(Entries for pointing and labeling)
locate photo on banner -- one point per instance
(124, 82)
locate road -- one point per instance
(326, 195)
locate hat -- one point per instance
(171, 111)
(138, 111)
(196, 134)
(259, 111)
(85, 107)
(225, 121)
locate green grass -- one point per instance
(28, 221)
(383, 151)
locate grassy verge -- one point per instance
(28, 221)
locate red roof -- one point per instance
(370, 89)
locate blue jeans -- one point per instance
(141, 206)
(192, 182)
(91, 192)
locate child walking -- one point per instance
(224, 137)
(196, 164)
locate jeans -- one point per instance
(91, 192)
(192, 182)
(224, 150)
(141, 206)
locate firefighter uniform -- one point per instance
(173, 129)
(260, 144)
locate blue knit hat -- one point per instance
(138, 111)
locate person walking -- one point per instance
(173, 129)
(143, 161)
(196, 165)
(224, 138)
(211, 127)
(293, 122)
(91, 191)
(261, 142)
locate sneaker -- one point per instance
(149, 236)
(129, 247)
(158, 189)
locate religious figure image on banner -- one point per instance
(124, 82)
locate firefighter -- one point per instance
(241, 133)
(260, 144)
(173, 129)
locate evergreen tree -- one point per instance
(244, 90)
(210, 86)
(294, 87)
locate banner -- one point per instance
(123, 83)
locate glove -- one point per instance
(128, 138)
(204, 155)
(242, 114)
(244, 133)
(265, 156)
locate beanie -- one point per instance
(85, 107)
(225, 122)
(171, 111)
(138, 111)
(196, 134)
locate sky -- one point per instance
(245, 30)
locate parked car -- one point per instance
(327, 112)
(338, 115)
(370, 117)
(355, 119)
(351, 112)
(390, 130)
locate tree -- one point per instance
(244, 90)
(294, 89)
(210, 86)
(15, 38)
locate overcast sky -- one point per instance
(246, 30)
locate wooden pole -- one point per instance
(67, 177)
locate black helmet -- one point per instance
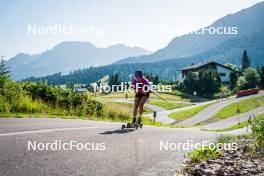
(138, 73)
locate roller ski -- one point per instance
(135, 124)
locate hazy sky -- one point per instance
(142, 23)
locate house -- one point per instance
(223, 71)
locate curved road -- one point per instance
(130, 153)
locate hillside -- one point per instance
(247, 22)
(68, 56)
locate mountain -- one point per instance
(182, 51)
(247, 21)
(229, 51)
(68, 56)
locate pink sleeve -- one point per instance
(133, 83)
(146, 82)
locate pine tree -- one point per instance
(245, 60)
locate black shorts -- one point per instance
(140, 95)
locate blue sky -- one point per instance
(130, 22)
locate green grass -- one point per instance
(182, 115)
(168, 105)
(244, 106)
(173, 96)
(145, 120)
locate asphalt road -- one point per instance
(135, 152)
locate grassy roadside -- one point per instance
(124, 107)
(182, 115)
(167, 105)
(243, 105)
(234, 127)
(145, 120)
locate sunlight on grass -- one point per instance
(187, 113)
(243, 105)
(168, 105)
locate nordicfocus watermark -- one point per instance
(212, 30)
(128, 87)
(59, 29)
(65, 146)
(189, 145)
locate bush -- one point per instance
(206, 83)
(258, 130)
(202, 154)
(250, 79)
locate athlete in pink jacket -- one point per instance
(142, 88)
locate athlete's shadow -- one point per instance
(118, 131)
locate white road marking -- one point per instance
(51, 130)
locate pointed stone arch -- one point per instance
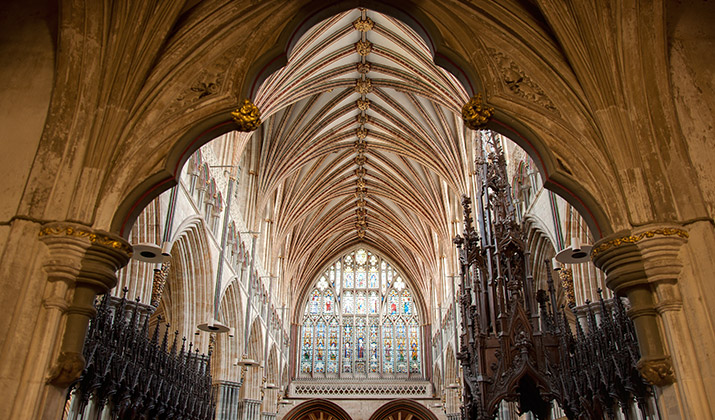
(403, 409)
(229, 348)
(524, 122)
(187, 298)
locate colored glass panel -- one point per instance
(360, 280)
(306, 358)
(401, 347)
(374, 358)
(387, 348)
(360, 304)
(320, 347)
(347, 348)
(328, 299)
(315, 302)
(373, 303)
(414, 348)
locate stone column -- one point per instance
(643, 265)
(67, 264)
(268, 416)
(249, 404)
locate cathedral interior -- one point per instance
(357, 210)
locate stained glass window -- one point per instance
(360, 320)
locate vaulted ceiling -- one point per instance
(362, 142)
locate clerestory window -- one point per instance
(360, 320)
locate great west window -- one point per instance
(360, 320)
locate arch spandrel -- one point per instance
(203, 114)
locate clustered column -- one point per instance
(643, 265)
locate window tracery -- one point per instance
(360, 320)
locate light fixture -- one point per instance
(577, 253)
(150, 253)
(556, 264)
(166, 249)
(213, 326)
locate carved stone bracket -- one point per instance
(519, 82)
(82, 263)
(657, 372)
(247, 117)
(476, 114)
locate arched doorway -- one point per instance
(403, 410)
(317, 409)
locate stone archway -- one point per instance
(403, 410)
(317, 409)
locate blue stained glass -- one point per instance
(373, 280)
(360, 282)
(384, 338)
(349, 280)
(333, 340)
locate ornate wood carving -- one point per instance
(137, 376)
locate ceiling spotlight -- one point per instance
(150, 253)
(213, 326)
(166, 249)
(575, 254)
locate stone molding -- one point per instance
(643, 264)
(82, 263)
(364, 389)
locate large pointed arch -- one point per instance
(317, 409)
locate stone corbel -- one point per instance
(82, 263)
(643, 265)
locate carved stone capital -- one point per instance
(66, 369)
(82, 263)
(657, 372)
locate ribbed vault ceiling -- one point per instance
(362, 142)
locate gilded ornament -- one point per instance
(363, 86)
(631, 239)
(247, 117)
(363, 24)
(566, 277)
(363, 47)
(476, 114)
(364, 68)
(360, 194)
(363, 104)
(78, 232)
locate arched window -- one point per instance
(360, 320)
...
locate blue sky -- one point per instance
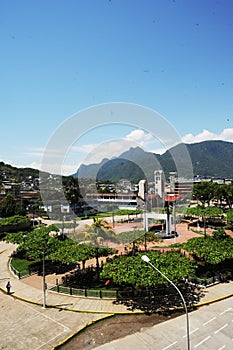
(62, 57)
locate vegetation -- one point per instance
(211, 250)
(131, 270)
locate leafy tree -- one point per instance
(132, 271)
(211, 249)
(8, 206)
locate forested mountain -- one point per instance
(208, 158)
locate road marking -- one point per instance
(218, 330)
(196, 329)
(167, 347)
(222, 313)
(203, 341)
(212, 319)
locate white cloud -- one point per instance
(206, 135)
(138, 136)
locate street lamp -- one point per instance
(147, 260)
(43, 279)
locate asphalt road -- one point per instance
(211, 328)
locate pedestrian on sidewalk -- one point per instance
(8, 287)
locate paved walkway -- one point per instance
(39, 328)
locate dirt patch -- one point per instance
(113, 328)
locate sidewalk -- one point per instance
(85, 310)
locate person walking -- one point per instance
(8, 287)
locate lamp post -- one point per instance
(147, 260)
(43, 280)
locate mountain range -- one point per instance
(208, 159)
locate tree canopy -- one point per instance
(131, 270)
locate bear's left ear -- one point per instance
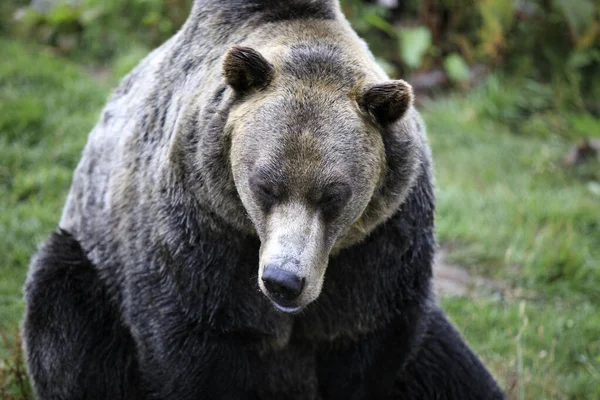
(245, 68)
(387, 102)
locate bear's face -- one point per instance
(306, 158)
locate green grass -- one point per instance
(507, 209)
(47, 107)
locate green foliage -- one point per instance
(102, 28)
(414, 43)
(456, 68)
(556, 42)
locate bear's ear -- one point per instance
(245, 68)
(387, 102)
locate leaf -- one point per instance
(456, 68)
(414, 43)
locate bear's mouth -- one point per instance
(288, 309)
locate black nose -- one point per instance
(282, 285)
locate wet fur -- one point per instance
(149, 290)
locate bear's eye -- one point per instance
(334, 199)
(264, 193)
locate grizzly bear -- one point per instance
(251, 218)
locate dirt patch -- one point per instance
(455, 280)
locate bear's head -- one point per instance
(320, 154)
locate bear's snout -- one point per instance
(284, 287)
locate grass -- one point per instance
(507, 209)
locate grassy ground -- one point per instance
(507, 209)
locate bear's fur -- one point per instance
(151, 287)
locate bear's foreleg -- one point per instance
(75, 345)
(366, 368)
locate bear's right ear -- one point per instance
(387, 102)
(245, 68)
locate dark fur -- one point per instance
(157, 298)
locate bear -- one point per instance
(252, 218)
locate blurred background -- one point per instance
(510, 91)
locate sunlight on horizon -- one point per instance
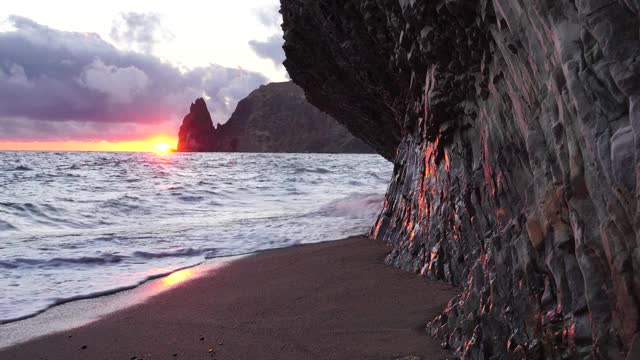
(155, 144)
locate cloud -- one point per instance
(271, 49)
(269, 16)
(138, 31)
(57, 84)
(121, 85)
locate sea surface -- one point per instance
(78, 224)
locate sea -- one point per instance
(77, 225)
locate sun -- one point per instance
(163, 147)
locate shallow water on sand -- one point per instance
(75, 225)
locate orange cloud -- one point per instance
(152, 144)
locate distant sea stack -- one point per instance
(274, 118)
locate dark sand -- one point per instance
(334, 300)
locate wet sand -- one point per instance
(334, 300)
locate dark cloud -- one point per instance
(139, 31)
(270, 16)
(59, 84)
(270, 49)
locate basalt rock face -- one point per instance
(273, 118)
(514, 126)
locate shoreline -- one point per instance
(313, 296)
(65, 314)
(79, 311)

• **TASK PROMPT**
Tally the lines in the material that contain the string "jeans". Reply with the number alone.

• **TASK RESULT**
2